### CHALLENGE 1
From the entries below, pull out every line that contains the word "headlight" and copy each one in full.

### ARTICLE
** begin **
# Marking/identifying tools?



## M1k3 (Sep 10, 2021)

I'm curious what solutions you all have found for your tools that may get shared. I've been using Gorilla Tape which starts to "bleed" adhesive over time or blue painters tape, which gives up once the adhesive gets wet. I'm trying to figure out a better solution that lasts longer. I've debated having my name engraved or something.

Any suggestions?


----------



## esoo (Sep 10, 2021)

I've heard of people using UV paint to mark tools, so nothing shows until you get it under a black light.


----------



## M1k3 (Sep 10, 2021)

I'd like something more easily identifiable, especially for those instances someone "forgets" they are borrowing my tools and let them get mingled with the restaurants tools.


----------



## stringer (Sep 10, 2021)

Cheap metal engraver? Might even be able to do it with a Dremel. Not sure how those bits would work on a hard monosteel but should be fine for most other stuff. Most would work on wood too.


----------



## M1k3 (Sep 10, 2021)

stringer said:


> Cheap metal engraver? Might even be able to do it with a Dremel. Not sure how those bits would work on a hard monosteel but should be fine for most other stuff. Most would work on wood too.


This sounds promising. It's mainly stuff like spatulas, tongs and plating spoons. My knives not so much, so far.


----------



## luuogle (Sep 11, 2021)

Colored electrical tape for marking tool handles.


----------



## SirCutAlot (Sep 11, 2021)

Just chip the tip... .

SirCutALot.


----------
** end **
### RECORDS TO USE
** begin **
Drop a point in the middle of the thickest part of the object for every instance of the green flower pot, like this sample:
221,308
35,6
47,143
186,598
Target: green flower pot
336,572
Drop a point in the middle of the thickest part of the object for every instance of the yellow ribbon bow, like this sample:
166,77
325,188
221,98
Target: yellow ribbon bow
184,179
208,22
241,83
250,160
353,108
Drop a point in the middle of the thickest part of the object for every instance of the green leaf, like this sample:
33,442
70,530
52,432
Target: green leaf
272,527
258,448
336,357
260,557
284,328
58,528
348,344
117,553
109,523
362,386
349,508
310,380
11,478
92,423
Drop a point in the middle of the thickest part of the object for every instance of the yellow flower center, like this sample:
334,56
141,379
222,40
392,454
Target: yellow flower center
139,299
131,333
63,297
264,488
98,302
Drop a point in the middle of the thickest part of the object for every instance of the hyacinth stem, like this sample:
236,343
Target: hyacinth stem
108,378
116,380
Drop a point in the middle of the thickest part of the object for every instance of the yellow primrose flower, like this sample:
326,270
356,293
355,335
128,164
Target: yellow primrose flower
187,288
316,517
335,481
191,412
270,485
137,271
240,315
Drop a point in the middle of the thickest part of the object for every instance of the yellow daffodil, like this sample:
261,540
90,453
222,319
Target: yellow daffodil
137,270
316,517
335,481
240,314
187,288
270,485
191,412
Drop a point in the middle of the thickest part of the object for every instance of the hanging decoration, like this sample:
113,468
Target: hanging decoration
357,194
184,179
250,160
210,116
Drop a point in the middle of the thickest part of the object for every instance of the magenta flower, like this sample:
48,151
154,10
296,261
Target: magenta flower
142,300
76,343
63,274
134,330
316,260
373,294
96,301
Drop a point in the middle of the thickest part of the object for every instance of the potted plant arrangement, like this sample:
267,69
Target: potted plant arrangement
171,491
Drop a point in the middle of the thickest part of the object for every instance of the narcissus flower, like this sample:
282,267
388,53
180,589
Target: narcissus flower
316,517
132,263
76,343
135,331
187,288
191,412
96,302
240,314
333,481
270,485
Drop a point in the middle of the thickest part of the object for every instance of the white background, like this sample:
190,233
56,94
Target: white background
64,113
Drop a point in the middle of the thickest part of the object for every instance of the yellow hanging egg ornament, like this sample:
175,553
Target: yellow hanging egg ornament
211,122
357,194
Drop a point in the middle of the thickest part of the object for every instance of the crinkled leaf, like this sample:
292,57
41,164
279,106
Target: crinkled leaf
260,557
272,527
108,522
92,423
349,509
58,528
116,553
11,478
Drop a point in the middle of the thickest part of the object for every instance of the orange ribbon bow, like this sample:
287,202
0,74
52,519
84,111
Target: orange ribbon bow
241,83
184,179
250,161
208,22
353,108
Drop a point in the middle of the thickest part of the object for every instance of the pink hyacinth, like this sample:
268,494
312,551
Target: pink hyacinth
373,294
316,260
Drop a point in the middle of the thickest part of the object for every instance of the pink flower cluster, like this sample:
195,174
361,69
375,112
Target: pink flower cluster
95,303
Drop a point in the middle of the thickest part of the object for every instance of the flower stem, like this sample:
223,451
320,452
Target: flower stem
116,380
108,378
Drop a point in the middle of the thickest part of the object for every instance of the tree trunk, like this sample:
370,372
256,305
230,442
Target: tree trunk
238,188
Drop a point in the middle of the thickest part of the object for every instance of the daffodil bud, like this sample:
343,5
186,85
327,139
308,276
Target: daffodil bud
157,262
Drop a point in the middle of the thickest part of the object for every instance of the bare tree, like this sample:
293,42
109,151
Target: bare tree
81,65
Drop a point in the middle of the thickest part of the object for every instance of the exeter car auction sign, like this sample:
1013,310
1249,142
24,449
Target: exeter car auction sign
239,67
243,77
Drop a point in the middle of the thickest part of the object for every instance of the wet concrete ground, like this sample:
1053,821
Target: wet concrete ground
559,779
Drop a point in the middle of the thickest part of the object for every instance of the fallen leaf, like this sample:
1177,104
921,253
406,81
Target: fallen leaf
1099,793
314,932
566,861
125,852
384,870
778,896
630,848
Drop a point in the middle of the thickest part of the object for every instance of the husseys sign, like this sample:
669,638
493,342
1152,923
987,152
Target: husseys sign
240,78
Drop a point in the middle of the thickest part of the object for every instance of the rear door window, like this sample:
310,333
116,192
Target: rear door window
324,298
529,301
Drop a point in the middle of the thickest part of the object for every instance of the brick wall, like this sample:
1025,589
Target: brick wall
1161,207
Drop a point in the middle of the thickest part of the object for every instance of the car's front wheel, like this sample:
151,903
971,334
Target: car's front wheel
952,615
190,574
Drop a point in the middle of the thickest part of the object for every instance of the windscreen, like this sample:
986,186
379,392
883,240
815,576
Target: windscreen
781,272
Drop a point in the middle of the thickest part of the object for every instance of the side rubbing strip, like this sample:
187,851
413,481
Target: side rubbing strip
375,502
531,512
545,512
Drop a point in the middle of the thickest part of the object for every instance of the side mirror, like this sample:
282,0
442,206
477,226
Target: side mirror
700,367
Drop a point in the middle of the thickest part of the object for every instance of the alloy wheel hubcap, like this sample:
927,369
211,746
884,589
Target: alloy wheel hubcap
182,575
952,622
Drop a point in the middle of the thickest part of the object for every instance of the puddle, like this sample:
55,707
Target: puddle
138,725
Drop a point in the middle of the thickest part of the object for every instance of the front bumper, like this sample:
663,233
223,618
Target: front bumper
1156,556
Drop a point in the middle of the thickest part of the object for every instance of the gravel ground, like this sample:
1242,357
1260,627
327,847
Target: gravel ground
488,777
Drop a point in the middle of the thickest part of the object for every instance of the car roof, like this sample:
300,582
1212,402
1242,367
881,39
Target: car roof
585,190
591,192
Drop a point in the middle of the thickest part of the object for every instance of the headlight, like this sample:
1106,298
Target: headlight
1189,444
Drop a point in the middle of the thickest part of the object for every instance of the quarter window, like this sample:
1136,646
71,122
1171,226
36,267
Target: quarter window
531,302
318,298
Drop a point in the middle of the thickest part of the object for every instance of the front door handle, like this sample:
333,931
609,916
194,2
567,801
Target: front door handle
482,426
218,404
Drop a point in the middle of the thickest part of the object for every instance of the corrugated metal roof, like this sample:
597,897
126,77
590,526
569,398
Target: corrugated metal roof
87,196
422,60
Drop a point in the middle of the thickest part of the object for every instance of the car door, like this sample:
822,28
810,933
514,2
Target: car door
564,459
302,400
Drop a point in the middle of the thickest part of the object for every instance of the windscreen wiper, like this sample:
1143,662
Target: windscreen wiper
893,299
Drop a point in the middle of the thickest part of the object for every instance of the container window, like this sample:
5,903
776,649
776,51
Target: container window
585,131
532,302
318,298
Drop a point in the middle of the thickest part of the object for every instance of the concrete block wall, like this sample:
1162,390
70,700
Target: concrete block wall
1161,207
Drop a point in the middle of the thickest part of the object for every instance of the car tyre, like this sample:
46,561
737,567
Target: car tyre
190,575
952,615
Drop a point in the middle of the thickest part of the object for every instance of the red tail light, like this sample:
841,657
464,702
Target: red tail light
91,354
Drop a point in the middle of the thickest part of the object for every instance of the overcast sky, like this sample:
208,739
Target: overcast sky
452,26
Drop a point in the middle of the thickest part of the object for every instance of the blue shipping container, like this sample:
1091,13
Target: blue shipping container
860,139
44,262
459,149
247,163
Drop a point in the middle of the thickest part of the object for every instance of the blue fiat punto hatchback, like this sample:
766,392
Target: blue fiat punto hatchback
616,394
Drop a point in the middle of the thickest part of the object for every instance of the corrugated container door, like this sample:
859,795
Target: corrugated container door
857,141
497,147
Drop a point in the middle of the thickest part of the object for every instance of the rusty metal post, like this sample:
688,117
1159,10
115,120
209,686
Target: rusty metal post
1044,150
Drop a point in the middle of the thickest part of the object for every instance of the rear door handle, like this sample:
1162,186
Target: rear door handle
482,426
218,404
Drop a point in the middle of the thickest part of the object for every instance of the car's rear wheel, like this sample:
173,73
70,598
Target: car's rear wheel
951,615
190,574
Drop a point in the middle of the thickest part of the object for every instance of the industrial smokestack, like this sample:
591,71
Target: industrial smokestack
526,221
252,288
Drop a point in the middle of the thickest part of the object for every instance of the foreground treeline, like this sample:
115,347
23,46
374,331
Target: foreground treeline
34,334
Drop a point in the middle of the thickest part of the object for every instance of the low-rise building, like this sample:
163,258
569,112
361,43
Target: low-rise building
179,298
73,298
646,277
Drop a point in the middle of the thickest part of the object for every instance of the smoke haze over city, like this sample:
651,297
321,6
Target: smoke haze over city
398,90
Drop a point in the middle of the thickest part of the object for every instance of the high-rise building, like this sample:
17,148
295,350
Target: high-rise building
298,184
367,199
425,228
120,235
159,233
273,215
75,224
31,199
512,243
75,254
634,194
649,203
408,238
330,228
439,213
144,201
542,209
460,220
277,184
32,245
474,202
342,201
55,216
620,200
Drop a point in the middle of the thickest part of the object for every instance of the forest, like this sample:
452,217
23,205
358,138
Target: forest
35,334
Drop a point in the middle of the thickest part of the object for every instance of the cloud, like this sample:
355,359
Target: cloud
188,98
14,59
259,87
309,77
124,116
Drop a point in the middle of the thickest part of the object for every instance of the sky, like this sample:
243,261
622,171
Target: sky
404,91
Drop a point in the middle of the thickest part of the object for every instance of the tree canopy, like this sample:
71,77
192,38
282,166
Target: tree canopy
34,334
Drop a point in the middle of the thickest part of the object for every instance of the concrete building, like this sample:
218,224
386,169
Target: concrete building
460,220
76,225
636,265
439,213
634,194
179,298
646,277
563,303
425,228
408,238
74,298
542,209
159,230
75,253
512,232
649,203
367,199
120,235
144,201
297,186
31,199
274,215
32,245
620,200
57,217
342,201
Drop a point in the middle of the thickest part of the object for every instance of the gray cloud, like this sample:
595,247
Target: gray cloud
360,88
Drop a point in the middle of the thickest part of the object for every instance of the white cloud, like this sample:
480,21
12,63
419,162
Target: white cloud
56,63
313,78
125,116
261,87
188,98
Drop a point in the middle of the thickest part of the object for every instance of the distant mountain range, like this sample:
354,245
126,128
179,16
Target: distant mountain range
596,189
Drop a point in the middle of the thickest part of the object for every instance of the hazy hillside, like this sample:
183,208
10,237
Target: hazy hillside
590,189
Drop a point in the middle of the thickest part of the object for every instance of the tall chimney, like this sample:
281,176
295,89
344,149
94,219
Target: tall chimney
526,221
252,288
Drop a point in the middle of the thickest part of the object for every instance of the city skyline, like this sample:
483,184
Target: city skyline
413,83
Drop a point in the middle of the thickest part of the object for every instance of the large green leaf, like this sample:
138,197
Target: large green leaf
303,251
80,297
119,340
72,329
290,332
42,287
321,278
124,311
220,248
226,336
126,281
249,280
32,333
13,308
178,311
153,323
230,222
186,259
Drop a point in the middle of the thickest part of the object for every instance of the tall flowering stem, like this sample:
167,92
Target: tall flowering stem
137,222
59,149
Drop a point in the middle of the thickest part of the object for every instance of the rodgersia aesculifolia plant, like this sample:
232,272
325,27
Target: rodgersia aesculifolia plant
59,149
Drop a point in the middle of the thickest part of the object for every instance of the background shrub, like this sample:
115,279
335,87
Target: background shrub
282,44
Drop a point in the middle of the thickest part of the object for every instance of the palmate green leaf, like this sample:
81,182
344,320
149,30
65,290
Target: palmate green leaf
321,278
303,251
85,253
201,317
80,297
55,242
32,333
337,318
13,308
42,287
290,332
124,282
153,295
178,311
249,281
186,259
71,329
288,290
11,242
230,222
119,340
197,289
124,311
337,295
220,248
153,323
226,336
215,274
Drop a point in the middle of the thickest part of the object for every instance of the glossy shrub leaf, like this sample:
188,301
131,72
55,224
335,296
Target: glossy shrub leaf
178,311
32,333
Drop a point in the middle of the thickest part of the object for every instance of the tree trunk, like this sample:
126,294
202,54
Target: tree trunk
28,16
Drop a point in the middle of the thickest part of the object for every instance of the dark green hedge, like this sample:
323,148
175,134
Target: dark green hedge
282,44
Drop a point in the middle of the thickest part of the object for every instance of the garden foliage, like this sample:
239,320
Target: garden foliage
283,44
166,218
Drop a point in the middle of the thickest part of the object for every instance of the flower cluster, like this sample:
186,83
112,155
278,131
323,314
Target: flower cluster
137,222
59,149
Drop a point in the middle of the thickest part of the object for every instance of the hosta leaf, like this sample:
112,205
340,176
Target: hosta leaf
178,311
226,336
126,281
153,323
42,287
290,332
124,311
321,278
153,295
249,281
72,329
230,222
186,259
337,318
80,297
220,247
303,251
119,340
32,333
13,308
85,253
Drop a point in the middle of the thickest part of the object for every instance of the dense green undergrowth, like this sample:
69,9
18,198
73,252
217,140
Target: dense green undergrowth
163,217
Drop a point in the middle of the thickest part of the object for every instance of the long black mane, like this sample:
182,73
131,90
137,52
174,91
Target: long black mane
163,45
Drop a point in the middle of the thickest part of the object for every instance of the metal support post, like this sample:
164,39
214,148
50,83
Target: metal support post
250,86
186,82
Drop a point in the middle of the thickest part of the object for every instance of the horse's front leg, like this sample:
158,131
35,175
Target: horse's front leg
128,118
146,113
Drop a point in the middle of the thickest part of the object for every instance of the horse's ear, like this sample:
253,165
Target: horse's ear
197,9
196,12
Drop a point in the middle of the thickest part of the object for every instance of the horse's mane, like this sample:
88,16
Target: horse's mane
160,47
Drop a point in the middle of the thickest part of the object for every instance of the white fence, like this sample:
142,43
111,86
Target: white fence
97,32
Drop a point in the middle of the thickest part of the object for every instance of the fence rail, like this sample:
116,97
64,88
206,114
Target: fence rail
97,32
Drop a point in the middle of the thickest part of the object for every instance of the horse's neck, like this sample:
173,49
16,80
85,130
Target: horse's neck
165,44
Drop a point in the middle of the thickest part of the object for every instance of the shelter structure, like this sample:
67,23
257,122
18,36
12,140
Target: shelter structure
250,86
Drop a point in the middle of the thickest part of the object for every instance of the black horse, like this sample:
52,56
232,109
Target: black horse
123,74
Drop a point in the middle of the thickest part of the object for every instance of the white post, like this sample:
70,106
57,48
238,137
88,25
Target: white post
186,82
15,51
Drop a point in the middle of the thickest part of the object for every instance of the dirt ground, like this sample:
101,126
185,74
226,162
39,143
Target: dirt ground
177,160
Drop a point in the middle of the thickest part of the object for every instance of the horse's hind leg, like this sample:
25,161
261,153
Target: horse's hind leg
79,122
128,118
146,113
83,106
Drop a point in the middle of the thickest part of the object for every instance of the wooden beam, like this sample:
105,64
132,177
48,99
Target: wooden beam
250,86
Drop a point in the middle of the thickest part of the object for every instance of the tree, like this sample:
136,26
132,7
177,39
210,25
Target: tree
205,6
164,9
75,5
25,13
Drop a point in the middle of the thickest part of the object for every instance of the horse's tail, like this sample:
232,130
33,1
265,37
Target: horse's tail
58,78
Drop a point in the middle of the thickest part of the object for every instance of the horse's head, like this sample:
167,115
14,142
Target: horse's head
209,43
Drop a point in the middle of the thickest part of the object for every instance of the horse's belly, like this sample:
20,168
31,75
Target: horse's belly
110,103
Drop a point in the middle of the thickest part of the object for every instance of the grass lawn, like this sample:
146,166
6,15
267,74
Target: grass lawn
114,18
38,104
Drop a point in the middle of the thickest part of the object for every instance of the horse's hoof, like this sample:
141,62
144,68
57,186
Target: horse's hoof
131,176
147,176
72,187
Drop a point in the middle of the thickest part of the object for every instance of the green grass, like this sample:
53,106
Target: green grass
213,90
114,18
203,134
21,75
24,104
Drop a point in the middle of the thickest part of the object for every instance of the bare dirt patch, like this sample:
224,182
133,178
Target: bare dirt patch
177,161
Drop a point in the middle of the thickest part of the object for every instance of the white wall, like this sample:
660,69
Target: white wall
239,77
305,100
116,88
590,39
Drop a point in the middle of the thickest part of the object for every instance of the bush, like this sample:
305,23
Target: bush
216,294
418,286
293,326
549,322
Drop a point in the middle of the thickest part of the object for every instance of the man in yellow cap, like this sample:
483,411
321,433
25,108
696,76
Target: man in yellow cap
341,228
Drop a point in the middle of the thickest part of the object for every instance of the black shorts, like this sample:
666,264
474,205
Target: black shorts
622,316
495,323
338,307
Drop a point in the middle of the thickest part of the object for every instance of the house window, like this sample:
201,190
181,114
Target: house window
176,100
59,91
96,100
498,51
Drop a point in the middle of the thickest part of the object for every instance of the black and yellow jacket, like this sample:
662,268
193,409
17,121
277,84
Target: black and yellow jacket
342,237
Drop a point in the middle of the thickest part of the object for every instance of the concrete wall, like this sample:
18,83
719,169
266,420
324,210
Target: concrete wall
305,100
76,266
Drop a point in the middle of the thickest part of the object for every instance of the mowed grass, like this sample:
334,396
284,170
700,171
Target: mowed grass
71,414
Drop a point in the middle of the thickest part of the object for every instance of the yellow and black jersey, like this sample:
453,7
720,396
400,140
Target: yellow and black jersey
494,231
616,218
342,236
** end **
### CHALLENGE 2
Retype word for word the part of the tool-marking thread above, starting at "# Marking/identifying tools?" and ending at "engraved or something.".

### TASK RESPONSE 1
Drop a point in the middle of the thickest part of the object for every instance of the headlight, like this sample:
Target: headlight

### TASK RESPONSE 2
# Marking/identifying tools?



## M1k3 (Sep 10, 2021)

I'm curious what solutions you all have found for your tools that may get shared. I've been using Gorilla Tape which starts to "bleed" adhesive over time or blue painters tape, which gives up once the adhesive gets wet. I'm trying to figure out a better solution that lasts longer. I've debated having my name engraved or something.